[Entries from a dataset]
'''

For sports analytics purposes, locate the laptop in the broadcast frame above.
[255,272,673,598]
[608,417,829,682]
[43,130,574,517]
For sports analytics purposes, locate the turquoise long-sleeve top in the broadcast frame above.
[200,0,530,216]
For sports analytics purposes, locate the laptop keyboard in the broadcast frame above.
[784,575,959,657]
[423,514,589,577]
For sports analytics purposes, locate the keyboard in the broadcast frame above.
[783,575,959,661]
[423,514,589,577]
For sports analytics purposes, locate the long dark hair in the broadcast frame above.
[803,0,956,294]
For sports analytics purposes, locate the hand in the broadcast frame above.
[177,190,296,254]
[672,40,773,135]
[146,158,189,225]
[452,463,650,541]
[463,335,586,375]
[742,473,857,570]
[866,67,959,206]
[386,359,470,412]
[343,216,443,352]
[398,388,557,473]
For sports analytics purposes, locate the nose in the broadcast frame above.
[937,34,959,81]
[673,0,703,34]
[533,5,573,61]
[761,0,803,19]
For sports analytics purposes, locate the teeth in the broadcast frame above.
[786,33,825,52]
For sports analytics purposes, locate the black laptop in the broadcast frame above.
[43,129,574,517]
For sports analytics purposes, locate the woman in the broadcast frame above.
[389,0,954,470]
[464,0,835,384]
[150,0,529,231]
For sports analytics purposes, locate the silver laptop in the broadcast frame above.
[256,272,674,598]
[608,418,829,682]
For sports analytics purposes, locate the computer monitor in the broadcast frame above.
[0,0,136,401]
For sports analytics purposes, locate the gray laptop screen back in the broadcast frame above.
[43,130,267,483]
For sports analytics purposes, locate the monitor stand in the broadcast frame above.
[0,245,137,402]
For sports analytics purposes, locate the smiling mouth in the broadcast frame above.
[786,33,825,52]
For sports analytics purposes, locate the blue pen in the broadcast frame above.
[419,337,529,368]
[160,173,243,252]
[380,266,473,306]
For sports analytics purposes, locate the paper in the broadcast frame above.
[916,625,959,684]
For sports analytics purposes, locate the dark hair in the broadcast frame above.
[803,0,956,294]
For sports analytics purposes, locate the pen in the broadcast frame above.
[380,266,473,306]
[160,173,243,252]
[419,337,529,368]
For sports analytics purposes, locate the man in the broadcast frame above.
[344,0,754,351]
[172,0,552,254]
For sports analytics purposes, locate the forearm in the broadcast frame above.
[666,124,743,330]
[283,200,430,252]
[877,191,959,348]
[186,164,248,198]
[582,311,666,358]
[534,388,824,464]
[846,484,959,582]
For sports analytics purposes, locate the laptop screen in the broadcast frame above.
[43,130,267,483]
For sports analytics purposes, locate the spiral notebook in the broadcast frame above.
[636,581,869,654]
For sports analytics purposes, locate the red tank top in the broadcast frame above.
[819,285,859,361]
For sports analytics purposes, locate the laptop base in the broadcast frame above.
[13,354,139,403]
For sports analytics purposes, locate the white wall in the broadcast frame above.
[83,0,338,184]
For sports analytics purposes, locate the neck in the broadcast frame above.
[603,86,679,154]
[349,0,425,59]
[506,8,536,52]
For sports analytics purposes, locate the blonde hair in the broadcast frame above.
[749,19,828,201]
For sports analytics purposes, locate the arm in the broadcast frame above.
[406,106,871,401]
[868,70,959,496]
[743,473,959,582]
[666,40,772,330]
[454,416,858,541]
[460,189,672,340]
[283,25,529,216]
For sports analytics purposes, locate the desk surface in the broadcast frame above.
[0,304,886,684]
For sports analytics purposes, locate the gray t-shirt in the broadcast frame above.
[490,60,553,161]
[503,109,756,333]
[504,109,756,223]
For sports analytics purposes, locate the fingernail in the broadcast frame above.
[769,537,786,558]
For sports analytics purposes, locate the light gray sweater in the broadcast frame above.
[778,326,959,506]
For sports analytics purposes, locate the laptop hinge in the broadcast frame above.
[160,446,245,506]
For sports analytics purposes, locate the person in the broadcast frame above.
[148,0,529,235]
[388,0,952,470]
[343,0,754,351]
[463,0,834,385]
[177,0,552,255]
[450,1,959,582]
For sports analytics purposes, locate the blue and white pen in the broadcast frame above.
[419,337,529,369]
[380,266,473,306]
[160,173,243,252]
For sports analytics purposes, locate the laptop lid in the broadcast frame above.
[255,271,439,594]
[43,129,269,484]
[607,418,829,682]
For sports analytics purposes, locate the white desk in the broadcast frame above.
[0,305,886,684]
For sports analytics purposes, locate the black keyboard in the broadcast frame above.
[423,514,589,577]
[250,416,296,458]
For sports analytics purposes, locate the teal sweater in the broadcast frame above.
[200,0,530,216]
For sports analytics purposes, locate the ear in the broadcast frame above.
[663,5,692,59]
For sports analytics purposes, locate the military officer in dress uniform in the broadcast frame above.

'''

» Required task
Edit the data starting at the line containing "For sports analytics purposes, locate the white wall" and ending at the end of the data, changing "broadcast frame" to "match footage" and leaving everything else unchanged.

» Right answer
For sports analytics purposes, locate the white wall in the match footage above.
[83,0,338,184]
For sports analytics purposes, locate the neck in the match footage above.
[603,86,679,154]
[349,0,425,59]
[506,8,536,52]
For sports analytics purposes, locate the blonde hair in the match footage above.
[749,19,828,201]
For sports analytics purposes, locate the arm in the match footage above.
[406,106,871,401]
[868,70,959,496]
[743,473,959,582]
[666,40,772,330]
[454,416,858,541]
[460,189,672,340]
[283,25,529,216]
For sports analytics purposes, locate the desk surface in the match footage above.
[0,304,886,684]
For sports analytics purposes, locate the gray t-shirt in the match footage above.
[490,60,553,161]
[503,109,756,333]
[504,109,756,223]
For sports analytics purposes, locate the fingernail in the match footage above.
[769,537,786,558]
For sports analytics purposes, locate the light gray sweater in the match footage above.
[778,326,959,506]
For sports analytics purposes, locate the laptop hinge in the match footage above.
[160,446,245,506]
For sports analytics purposes, locate the person in the match footage above.
[148,0,529,235]
[388,0,952,470]
[343,0,754,351]
[463,0,834,385]
[177,0,552,255]
[450,1,959,582]
For sports analytics purposes, locate the blue and white pen in the match footage above.
[419,337,529,369]
[380,266,473,306]
[160,173,243,252]
For sports analytics purposes, locate the laptop lid in the match footage above.
[255,271,439,594]
[43,129,269,484]
[607,418,829,682]
For sports analytics purposes, locate the white desk in the match footage above.
[0,305,886,684]
For sports analytics purposes, locate the black keyboard in the match footage above.
[423,514,589,577]
[250,416,296,458]
For sports analytics purposes, locate the teal sweater in the match footage above.
[200,0,530,216]
For sports analytics purposes, locate the ear in the match footage above.
[663,5,692,59]
For sports analytics purposes, locate the military officer in dress uniform in the match footage above.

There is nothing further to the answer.